What you need to do:
Please quote every one of the entries below word for word, with each line unchanged.

⁂

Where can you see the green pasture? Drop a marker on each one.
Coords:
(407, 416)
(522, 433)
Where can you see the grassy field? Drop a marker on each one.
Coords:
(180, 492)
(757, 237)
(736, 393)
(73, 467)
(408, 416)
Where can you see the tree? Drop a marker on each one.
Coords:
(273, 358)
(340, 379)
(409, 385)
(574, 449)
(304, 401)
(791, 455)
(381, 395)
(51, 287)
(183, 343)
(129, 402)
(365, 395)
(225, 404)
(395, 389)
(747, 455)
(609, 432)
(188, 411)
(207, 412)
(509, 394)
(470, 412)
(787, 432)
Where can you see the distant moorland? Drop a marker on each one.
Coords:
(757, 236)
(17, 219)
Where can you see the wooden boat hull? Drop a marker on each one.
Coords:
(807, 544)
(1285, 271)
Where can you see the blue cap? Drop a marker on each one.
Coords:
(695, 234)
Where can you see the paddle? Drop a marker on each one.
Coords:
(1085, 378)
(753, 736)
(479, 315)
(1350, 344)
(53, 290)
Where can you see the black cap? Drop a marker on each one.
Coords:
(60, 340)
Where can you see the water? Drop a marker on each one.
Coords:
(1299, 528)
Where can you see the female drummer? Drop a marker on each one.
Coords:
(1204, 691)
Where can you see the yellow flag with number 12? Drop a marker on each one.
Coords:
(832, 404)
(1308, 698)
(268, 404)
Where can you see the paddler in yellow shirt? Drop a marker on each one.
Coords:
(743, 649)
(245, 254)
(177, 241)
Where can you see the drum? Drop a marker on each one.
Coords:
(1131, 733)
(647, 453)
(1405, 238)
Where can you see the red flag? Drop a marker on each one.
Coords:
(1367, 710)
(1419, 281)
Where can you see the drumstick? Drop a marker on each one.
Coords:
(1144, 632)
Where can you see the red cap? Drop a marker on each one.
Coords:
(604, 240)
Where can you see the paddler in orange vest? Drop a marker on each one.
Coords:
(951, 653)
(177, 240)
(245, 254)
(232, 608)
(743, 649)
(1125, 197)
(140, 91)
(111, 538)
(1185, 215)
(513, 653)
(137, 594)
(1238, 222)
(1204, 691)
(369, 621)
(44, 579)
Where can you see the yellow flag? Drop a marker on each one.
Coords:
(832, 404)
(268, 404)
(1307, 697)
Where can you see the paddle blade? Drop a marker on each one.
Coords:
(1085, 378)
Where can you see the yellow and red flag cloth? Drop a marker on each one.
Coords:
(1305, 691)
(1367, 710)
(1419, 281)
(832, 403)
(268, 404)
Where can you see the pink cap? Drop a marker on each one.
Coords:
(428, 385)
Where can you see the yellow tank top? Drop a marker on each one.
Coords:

⁂

Solution for this exercise:
Where can you see the green pasture? Drop a marker on each one.
Coords:
(407, 416)
(522, 433)
Where can you see the grassy field? Drop a marker on each one.
Coords:
(180, 492)
(757, 237)
(736, 393)
(73, 467)
(408, 416)
Where can you see the tree? Drop a marker on each one.
Coords:
(273, 358)
(340, 379)
(409, 385)
(574, 449)
(304, 401)
(791, 455)
(381, 395)
(51, 287)
(183, 343)
(129, 402)
(365, 395)
(225, 404)
(395, 389)
(747, 455)
(609, 432)
(188, 411)
(207, 412)
(509, 394)
(470, 412)
(787, 432)
Where can you see the distant moorland? Drop a marker on each one.
Coords:
(757, 236)
(17, 219)
Where can you see the wooden boat hull? Drop a marker on each one.
Coords:
(807, 544)
(1285, 271)
Where can you see the blue cap? Drop a marker on each one.
Coords:
(695, 234)
Where can you see the paddle? Drop a marker on each one.
Coords:
(1085, 378)
(753, 736)
(479, 315)
(1350, 344)
(53, 290)
Where can you see the black cap? Drop a marker on each one.
Coords:
(60, 340)
Where can you see the water? Drop a marker on each one.
Coords:
(1299, 528)
Where can you see the female drummer? Drop a marker on each one.
Coords:
(1204, 691)
Where can you see the yellow flag with number 12? Drop a marker on each one.
Coords:
(832, 404)
(1308, 698)
(268, 404)
Where can you see the paddler in yellow shirt? Drop a marker on each one.
Coords:
(743, 649)
(245, 254)
(177, 241)
Where can you see the drum? Drop a marker on each one.
Coords:
(1131, 733)
(647, 453)
(1405, 238)
Where can you see the red flag? Drop a marker on each one.
Coords:
(1367, 710)
(1419, 281)
Where can you see the drumstick? Drop a marker on each one.
Coords:
(1144, 632)
Where can you see the red cap? Drop a marker on each one.
Coords:
(604, 240)
Where can you see the paddler in orange vest? Drop a marker on each one.
Coords:
(951, 653)
(177, 240)
(245, 254)
(232, 608)
(743, 649)
(1125, 197)
(140, 91)
(111, 538)
(1185, 215)
(513, 653)
(137, 594)
(1238, 222)
(1204, 691)
(369, 621)
(44, 579)
Where can you see the yellow flag? Drop a marker on each one.
Coords:
(832, 404)
(268, 404)
(1307, 697)
Where can you see the paddle blade? Drop a marker on each one.
Coords:
(1085, 378)
Where can you see the yellow and red flag cloth? Drop a marker on each one.
Coords:
(1305, 691)
(1367, 710)
(1419, 281)
(832, 403)
(268, 404)
Where can you see the pink cap? Drop a marker on each one.
Coords:
(428, 385)
Where can you see the yellow tank top? Drop a marker on each one.
Coords:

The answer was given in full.